-- TEXT EXTRACT --
--- begin ---

I was spending the night in Martha’s big double bed when I sat up abruptly. Her small bedroom was ink black dark. Her windows wide open. I elbowed Martha awake.
“I heard something,” I whispered. “What if he’s right outside.”
“Who?” she said, wiping sleep from her eyes.
“The robot.” I answered. I was always fearful of things that prowled around at night.
Martha sat up too. We slipped out of bed and pressed our foreheads against the window screen.
“I don’t see anything,” Martha whispered.
“Maybe he’s hiding.”
“We better be on the lookout,” Martha said.
“Red eyes,” I reminded her. “Don’t forget robots have red eyes.”
That night, we saw nothing but bright stars and her quiet backyard. Nevertheless, we spent weeks on high alert, searching dark corners in Martha’s garage storage room, our pantry, or anywhere else a monster might be hiding. We found nothing, except a dead mouse and a few smelly fishing poles. Neither of us knew that Belhaven’s peaceful summer was about to explode.
Without warning, Flash Gordon was captured by Merciless Ming and tossed in a tiny, windowless cell in a space dungeon somewhere on the planet Mongo. We were distressed as Ming gleefully rubbed his hands together and cackled. “Prepare to meet thy doom, Flash Gordon!”

--- end ---

[Collected data entries]

--- begin ---

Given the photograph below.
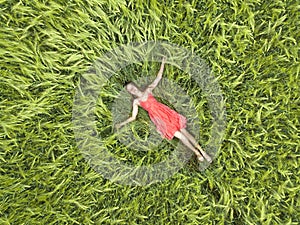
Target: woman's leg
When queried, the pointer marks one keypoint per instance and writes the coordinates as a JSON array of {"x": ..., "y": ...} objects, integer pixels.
[
  {"x": 196, "y": 144},
  {"x": 186, "y": 142}
]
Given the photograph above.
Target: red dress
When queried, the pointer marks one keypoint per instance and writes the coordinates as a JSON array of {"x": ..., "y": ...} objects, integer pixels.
[{"x": 166, "y": 120}]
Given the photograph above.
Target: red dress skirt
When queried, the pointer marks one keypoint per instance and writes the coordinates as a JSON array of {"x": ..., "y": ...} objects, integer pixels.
[{"x": 166, "y": 120}]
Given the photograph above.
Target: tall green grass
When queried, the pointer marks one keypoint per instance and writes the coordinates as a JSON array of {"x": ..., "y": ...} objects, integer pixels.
[{"x": 253, "y": 50}]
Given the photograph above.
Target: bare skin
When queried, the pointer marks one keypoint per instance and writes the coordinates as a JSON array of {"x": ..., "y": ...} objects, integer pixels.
[{"x": 183, "y": 135}]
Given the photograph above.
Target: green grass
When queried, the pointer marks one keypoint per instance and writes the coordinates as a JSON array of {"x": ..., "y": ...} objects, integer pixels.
[{"x": 251, "y": 46}]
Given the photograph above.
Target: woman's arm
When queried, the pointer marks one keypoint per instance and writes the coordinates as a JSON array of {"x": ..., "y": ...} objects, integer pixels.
[
  {"x": 158, "y": 78},
  {"x": 135, "y": 109}
]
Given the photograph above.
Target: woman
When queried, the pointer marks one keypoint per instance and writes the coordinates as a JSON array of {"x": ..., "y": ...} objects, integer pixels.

--- end ---

-- JOBS --
(A) Sum up the story about the night-time robot scare in two sentences.
(B) In the story about the night-time robot scare, what did the two find during their weeks of searching for a hiding monster?
(C) Carry on the story about the night-time robot scare from its final sentence.

-- TASK-BY-TASK OUTPUTS --
(A) While spending the night at Martha's, the narrator heard something and feared a red-eyed robot was outside, but the two saw only bright stars and a quiet backyard. They spent weeks searching dark corners and found only a dead mouse and some smelly fishing poles, until Flash Gordon was suddenly captured by Merciless Ming and thrown into a space dungeon on the planet Mongo.

(B) A dead mouse and a few smelly fishing poles.

(C)
The next episode revealed a new horror; the cell walls were moving forward, inch by inch, slow foot by slow foot. Oh no! Our space hero might be squashed flatter than a leftover pancake and Dale would be left heartbroken and sobbing. So would we. The story line continued for several episodes building heart stopping suspense in the under ten crowd. Laurel Street kids were in a dither, same on St. Mary. Was this the first TV hero who’d suffer an ignominious demise? Would our spaceship dreams vanish overnight? Then a startling event occurred.
Flash was only a few scant inches from destruction when an unlikely ally appeared. We saw his red eyes first, flashing in the darkness. My mouth dropped open. Tobor, the mechanical monster, was coming to help Flash.
“It’s Tobor!” Martha yelled. “Tobor’s gonna save Flash.”
We watched, mesmerized, as Tobor rolled forward, flexing his massive metal arms. He was unstoppable, a clanking bulldozer roaring to the rescue. After a dramatic organ credenza, the moving walls came to a grinding halt and Flash was free. Martha and I clapped and danced around the room. Martha’s mother dashed into the living room to make sure we were alright and that her good lamps hadn’t been smashed into oblivion.
“Flash is ok,” we shouted. “Tobor saved him.”
“I thought you were afraid of Tobor,” she said. “Wasn’t he one of the bad guys?”
“Yes,” Martha answered, “but he did good today.”
“I guess there’s some good in everybody,” Martha’s mother replied. “Even if you can’t see it.”
Yes ma’am. I think there is.
. That summer, we developed our own style spaceships, an easy task requiring only a cardboard box and rolls of aluminum foil. Voila, a shiny silver space wagon. Beware Ming, we’re on the way! My mother complained about not having enough foil to wrap up leftovers, Martha’s mom retaliated by only buying saran wrap.